* **Tasks to complete**:
[a] According to the article on Indian bank failures, how many private banks in India failed between 1947 and 1969?
[b] Set down, word for word, the part of the article on Indian bank failures starting with "It turns out" and going on through "continue to fail.".

===== Passage for review =====

With the ballooning of NPAs in the public banking system in India, and the recent PNB scam, the clamour from the private corporate sector for the privatisation of public sector banks has intensified. Industry bodies such as Assocham, FICCI and CII have demanded that public sector banks (PSBs) be sold off to the private sector.
One of the arguments being used to call for the privatisation of PSBs is the claim that private banks are more “efficient”. If this was the case, surely it could be expected that private banks would be more stable and less prone to failure. Whether the banks, which handle massive amounts of money belonging to the common people, are stable or not would be something that the public would be very much concerned about.
History tells us that one of the reasons for the Indian government’s decision to nationalise the biggest banks in India was the huge number of instances of private banks going bust.
Between 1947 and 1969, 559 private banks in India failed, with numerous people losing their life’s savings. “A total of 736 private banks failed, amalgamated, ceased to function or transferred their liabilities and assets, or went into liquidation between 1948 and 1968,” says Thomas Franco, General Secretary of the All India Bank Officers’ Confederation (AIBOC).
It was only after the nationalisation of the biggest banks in India in 1969 that the banking system attained stability.
“Those were all in the past. Now the private sector has become bigger and better,” say some advocates of bank privatisation. If that is the case, could we expect that private banks no longer fail?
It turns out that even after bank nationalisation and with more stringent regulation of the banking system by the Reserve Bank of India, private banks in India continue to fail.
From 1969 onwards, 36 private banks have been put under moratorium in public interest, due to mismanagement and have gone out of existence. Several of them were merged with healthy PSBs, such as the high-profile case of the Global Trust Bank which was merged with the Oriental Bank of Commerce in 2004.
See the full list below:
“If private banks are really efficient, why were these banks merged with others? Most of these banks were merged with public sector banks. PSBs have become the Neelkanda Mahadev to swallow the poison of failure of many private banks,” Franco said over e-mail. ”It is funny that Assocham is asking PSBs to be privatised now. We understand their greed, but they cannot claim that private banks are more efficient.”
“With respect to the alarming rise of bad loans in banks, who are the delinquents and who are the defaulters? Aren't all of them private companies, industrialists and corporate houses? Twelve cases of NPAs have been referred to NCLT for insolvency and bankruptcy proceedings involving Rs. 253,000 crores. Who are they? Aren't all of them top private corporate borrowers? Why they did not repay the loans? Is it their efficiency? Should banks be privatized and handed over to these people?”

===== Records supplied =====

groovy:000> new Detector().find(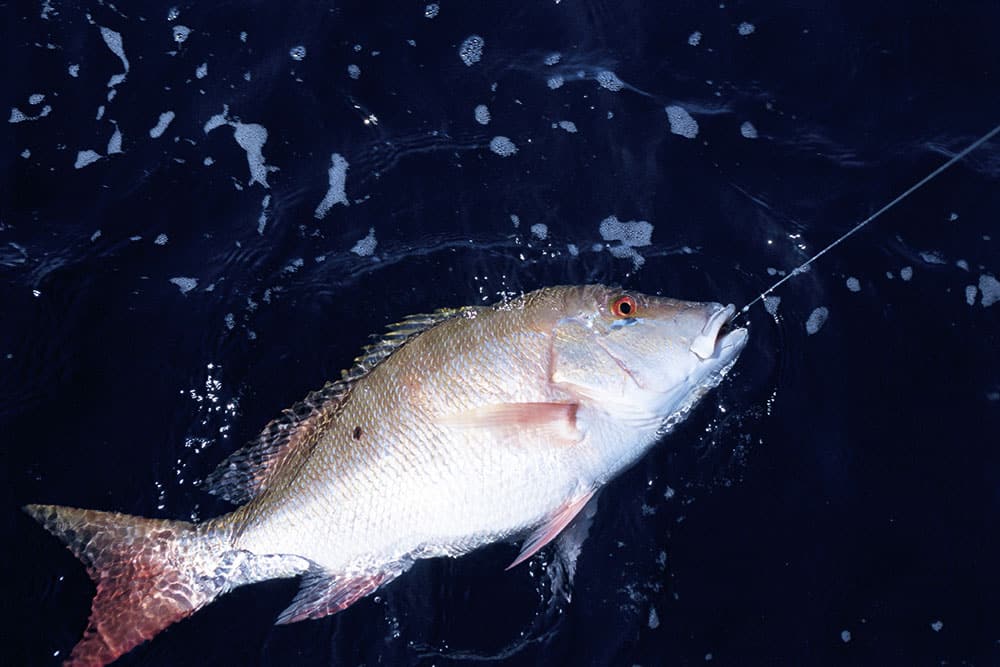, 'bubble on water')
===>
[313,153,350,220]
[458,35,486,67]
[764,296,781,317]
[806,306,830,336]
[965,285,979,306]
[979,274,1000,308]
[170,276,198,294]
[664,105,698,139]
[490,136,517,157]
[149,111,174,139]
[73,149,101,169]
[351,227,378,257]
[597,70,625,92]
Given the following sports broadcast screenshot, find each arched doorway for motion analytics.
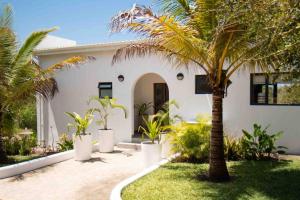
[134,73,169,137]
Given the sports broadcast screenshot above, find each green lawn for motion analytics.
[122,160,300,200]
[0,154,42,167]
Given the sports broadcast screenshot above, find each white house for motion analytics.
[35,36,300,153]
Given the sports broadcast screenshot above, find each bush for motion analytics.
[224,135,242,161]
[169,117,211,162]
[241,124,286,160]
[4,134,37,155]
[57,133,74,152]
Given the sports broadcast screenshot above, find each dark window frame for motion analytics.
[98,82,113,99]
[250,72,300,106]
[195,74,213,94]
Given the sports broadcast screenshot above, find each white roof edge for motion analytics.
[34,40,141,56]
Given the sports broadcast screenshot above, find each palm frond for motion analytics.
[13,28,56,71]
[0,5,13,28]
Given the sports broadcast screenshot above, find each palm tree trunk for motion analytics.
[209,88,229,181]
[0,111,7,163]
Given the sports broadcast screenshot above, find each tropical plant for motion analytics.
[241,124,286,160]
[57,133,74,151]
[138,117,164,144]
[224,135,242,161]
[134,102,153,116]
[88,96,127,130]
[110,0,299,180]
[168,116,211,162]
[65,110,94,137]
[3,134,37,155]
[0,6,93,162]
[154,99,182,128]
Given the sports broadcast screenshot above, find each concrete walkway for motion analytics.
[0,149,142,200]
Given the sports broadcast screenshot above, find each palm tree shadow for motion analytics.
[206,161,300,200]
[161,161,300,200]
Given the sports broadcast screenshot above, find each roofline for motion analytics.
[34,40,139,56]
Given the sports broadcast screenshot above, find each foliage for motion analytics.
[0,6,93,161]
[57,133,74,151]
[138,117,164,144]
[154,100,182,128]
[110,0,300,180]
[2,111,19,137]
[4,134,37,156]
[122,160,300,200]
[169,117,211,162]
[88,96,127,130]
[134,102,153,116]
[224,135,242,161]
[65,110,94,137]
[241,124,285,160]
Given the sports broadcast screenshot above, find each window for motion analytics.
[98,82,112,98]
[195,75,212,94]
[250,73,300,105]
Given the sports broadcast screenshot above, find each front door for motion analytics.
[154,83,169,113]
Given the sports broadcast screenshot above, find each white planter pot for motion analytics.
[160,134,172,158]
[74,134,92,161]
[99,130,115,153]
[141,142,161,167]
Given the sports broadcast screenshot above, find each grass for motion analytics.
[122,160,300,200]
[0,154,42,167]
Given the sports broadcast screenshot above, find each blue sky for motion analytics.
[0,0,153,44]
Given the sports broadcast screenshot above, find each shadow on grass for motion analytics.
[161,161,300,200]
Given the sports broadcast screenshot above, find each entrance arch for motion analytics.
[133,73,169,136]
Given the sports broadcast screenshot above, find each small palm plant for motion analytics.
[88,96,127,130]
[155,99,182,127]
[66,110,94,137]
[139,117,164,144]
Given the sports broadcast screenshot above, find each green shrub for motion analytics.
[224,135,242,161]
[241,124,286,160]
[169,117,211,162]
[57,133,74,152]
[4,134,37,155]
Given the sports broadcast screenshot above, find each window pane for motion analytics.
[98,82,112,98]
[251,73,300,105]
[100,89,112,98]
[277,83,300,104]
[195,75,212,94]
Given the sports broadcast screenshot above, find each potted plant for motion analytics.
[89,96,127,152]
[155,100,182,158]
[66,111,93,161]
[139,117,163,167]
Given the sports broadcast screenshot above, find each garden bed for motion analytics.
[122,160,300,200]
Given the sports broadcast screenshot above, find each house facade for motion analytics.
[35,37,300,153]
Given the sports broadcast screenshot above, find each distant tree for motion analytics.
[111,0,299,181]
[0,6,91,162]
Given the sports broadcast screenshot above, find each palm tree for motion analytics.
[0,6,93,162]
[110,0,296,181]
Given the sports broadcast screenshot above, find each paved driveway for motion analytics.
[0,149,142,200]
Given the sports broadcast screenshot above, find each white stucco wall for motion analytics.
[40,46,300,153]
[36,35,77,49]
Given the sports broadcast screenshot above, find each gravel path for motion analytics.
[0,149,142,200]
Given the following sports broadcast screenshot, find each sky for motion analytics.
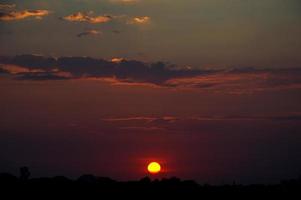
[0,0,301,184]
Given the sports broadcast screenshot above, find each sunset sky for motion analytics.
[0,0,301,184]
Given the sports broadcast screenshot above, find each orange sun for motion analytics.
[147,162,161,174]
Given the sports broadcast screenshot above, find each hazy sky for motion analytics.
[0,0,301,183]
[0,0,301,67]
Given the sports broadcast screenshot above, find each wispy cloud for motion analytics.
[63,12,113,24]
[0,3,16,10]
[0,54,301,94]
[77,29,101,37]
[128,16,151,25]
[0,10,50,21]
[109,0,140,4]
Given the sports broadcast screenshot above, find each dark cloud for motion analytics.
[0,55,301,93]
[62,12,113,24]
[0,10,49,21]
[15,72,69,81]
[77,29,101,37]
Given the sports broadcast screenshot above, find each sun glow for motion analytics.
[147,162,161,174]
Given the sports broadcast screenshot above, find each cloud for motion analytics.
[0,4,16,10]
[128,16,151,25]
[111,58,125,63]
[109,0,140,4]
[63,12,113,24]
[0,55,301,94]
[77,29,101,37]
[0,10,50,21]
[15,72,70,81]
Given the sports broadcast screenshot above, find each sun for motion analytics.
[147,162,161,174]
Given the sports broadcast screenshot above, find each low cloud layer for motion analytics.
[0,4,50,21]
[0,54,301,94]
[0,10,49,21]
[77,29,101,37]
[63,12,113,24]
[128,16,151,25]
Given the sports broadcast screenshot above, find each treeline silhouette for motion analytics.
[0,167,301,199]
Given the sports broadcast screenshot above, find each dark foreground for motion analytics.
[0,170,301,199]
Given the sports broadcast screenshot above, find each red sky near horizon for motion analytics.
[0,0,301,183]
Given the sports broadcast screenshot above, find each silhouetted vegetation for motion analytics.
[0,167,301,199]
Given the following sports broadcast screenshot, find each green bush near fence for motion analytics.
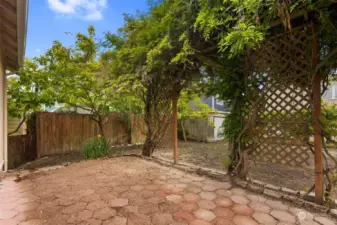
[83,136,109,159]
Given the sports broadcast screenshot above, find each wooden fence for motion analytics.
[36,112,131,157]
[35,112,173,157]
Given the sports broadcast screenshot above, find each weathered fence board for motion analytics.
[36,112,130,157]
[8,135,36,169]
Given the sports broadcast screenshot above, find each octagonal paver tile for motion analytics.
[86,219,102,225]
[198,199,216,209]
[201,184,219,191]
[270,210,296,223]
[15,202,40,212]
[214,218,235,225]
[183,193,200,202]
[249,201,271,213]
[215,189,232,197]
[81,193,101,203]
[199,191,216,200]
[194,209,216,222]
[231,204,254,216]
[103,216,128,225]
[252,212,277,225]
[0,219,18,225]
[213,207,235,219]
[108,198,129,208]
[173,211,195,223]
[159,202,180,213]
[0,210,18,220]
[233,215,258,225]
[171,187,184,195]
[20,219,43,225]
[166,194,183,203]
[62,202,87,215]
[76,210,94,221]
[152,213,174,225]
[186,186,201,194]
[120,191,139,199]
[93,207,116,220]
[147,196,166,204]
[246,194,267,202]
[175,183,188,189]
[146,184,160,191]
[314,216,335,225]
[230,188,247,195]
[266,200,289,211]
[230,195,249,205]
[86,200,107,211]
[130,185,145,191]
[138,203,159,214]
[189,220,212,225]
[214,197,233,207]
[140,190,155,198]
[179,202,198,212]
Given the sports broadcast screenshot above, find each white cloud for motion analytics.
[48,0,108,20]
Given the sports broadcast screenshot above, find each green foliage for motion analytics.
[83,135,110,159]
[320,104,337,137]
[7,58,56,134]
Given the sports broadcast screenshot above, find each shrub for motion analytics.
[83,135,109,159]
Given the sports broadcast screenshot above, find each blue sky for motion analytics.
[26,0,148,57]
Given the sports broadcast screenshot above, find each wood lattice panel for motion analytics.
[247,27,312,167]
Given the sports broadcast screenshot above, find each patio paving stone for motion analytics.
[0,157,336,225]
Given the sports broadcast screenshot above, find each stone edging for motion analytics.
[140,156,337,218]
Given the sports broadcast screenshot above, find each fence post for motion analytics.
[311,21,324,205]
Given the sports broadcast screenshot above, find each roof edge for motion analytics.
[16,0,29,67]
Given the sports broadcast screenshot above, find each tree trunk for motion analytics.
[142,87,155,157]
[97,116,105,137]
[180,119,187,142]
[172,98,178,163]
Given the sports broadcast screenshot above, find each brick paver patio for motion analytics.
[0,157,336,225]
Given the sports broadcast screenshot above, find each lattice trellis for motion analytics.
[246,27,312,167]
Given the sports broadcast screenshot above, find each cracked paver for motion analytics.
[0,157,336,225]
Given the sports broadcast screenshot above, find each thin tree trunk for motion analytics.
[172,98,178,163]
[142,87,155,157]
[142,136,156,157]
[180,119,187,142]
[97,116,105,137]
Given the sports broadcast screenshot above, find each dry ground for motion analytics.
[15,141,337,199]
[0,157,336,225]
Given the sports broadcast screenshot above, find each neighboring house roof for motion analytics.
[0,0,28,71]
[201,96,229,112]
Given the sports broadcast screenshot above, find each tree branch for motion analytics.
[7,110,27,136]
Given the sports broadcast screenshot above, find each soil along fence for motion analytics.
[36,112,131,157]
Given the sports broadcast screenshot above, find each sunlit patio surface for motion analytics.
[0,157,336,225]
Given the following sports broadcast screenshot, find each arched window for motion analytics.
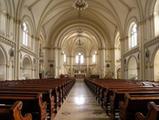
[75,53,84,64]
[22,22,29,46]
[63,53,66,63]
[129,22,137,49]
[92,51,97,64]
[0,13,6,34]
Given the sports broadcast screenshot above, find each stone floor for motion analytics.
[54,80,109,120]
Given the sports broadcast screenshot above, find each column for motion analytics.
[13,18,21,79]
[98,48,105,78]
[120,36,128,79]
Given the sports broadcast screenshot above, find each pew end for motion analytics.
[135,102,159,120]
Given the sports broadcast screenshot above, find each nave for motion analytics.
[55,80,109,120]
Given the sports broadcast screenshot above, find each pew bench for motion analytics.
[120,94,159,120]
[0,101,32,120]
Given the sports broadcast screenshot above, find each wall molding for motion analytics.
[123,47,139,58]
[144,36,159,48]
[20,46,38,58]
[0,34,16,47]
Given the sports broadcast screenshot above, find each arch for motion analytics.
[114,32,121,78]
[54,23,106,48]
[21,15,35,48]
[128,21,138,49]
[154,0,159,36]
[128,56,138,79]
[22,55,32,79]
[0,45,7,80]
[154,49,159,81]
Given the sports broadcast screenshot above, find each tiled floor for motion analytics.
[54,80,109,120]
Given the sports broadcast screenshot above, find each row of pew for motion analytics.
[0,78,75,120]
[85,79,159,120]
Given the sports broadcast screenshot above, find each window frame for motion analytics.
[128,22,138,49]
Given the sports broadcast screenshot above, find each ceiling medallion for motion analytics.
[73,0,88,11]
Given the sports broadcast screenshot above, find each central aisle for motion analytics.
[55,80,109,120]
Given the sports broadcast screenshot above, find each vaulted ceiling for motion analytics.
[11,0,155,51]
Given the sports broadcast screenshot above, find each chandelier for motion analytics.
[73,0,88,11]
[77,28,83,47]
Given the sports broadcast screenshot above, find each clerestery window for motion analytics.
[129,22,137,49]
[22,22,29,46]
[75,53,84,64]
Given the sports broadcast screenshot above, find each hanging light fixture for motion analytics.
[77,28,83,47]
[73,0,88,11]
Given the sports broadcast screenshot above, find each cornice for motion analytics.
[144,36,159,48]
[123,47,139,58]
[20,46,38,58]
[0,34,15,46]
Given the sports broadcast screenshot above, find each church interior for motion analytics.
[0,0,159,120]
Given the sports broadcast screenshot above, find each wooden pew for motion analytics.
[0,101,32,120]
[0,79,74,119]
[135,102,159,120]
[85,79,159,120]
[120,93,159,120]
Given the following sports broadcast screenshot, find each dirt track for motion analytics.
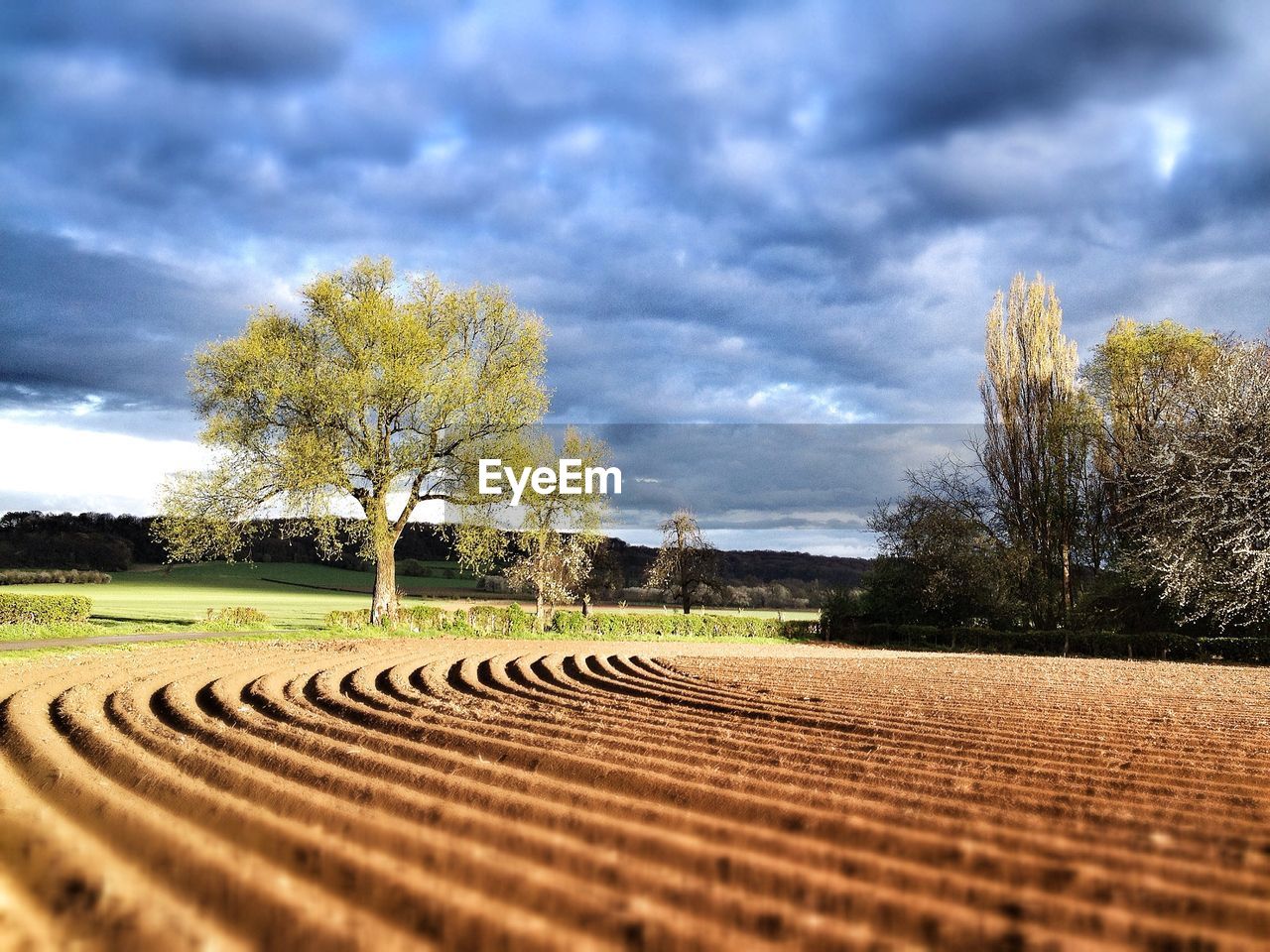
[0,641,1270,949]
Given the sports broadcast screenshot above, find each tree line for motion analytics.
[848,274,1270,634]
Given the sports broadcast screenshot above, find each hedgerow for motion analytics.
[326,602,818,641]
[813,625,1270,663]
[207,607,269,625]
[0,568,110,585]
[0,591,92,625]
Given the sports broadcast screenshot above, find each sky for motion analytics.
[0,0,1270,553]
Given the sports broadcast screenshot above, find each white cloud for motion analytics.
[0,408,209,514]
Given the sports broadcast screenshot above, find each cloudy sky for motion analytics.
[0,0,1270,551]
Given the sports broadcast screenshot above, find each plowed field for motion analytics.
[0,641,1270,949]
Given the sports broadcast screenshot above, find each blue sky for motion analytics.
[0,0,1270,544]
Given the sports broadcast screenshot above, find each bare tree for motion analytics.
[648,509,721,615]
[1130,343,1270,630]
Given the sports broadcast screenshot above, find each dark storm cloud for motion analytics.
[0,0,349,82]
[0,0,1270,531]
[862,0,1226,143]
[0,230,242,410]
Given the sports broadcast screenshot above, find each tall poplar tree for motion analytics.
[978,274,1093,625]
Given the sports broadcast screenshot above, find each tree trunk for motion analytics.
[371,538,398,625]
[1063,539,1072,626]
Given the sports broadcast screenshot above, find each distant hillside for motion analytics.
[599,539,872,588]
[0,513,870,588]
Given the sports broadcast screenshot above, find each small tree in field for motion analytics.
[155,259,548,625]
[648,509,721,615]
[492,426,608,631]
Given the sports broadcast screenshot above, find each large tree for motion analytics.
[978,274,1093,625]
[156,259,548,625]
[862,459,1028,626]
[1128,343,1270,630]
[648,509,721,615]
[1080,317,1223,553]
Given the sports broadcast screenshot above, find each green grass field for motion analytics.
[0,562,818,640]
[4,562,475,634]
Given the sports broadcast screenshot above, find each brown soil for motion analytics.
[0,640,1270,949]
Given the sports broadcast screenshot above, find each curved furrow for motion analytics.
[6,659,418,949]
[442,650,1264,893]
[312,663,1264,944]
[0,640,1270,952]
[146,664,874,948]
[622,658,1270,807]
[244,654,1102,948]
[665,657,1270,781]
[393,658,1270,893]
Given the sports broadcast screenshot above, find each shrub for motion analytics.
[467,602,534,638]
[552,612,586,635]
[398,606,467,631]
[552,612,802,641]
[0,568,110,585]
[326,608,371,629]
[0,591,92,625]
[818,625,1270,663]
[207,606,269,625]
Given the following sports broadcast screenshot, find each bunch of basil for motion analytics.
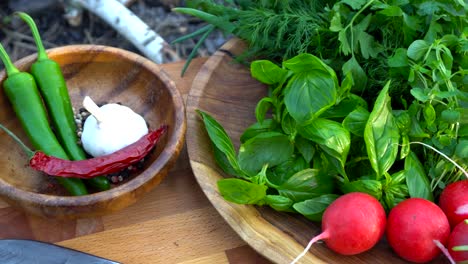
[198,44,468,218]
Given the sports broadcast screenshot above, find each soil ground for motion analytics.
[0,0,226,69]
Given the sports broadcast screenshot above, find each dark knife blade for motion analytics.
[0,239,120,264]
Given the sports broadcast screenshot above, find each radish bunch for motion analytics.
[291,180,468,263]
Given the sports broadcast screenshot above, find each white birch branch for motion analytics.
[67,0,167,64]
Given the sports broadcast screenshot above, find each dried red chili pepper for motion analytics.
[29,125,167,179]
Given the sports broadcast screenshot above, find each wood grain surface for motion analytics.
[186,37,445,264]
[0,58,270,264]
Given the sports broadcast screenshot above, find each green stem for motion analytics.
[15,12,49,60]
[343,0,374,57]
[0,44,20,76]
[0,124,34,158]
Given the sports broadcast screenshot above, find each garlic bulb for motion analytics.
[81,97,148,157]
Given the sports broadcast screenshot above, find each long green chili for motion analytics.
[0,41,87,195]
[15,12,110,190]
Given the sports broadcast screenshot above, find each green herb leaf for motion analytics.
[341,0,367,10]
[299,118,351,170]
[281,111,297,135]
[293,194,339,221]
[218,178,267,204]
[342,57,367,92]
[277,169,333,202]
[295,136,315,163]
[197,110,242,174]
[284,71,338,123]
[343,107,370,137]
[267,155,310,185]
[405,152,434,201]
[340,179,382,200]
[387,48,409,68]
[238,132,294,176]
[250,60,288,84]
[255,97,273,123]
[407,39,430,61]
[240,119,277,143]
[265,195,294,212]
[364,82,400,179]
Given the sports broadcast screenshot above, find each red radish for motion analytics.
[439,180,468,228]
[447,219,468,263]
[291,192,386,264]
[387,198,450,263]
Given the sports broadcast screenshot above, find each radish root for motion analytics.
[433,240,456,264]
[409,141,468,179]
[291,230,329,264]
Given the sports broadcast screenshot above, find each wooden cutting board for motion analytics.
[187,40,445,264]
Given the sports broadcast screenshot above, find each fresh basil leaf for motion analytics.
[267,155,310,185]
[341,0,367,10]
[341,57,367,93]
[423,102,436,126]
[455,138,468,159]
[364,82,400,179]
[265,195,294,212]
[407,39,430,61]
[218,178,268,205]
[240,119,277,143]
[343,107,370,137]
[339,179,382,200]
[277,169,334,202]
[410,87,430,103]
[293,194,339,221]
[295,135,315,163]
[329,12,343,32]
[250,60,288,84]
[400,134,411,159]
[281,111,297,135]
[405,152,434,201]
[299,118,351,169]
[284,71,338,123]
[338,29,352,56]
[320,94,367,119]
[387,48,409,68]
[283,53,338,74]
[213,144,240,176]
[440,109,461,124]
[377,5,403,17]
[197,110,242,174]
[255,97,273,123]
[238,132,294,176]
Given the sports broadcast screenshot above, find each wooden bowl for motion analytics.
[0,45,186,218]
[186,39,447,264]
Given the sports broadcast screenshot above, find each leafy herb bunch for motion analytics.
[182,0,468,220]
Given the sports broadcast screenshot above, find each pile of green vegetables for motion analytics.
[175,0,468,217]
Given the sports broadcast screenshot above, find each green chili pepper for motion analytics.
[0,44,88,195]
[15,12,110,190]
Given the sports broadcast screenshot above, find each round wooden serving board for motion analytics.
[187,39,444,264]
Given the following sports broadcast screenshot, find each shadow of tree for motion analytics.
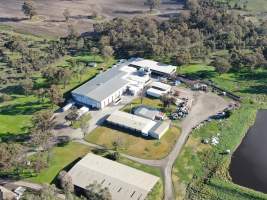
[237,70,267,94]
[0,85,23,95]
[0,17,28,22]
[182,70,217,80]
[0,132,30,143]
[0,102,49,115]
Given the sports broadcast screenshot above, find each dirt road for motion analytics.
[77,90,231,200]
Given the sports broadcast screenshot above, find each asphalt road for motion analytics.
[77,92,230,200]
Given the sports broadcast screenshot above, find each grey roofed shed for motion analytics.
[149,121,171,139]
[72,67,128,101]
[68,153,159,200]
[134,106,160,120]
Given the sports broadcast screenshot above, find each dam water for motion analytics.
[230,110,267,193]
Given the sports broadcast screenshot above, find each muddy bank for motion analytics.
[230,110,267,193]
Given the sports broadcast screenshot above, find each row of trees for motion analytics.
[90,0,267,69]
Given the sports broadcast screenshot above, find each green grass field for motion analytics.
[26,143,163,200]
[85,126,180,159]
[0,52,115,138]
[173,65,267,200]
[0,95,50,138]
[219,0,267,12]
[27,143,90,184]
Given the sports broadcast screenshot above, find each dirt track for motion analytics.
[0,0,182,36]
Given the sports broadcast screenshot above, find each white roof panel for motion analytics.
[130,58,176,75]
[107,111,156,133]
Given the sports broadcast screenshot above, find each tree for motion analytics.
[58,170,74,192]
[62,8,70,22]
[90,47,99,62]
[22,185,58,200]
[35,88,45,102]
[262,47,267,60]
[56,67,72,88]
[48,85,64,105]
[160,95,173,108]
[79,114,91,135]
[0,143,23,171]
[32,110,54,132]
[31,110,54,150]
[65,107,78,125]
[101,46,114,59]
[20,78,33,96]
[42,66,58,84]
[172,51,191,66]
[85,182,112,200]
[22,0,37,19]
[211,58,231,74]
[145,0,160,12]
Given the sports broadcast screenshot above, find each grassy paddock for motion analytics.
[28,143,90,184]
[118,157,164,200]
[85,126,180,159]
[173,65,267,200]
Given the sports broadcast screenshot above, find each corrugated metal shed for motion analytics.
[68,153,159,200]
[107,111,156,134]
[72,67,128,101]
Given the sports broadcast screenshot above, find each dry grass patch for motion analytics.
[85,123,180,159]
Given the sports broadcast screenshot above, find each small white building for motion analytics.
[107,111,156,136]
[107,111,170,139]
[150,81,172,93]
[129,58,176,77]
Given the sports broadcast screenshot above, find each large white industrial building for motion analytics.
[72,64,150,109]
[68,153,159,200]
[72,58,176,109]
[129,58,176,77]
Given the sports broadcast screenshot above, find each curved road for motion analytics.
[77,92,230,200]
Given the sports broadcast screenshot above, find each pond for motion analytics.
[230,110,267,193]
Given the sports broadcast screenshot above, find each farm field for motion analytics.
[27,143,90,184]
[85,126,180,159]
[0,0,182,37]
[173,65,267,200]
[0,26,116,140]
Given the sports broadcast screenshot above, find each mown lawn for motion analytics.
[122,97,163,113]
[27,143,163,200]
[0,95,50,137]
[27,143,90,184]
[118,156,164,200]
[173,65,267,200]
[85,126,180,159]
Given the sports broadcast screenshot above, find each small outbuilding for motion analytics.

=====

* **Task-by-task results**:
[a] 559 private banks failed.

[b]
It turns out that even after bank nationalisation and with more stringent regulation of the banking system by the Reserve Bank of India, private banks in India continue to fail.